--- BEGIN Input rows ---
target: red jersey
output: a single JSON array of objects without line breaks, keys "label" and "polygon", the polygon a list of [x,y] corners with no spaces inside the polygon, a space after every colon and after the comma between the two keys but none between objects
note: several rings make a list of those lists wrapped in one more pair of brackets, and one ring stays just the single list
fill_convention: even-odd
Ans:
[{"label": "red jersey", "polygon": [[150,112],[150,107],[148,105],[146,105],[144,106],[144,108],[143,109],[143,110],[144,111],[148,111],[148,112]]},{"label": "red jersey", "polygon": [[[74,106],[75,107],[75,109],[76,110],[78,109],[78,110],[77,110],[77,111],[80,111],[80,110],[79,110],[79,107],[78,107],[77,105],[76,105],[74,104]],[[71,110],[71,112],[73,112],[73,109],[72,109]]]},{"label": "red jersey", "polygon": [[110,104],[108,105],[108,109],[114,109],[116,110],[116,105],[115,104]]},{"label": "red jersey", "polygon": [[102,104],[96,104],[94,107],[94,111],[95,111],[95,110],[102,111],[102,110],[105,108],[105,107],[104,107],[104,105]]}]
--- END Input rows ---
(Given task):
Rewrite the lines above, changing "even-odd" to "nonzero" and leaving everything else untouched.

(Result of this exercise):
target: red jersey
output: a single JSON array of objects without line breaks, keys "label" and "polygon", the polygon a list of [x,y] corners with no spaces inside the polygon, a space after every colon and after the comma between the two keys but none between objects
note: several rings make a list of those lists wrapped in one more pair of brackets, and one ring stays just the single list
fill_convention: nonzero
Ans:
[{"label": "red jersey", "polygon": [[150,112],[150,107],[148,105],[146,105],[144,106],[144,108],[143,109],[143,110],[144,111],[148,111],[148,112]]},{"label": "red jersey", "polygon": [[[74,106],[75,107],[75,109],[76,110],[78,109],[78,110],[77,110],[77,111],[80,111],[80,110],[79,110],[79,107],[78,107],[77,105],[76,105],[74,104]],[[71,110],[71,112],[73,112],[73,109],[72,109]]]},{"label": "red jersey", "polygon": [[110,104],[108,105],[108,109],[114,109],[116,110],[116,105],[115,104]]},{"label": "red jersey", "polygon": [[102,104],[96,104],[94,107],[94,111],[95,111],[95,110],[102,111],[102,110],[105,108],[105,107],[104,107],[104,105]]}]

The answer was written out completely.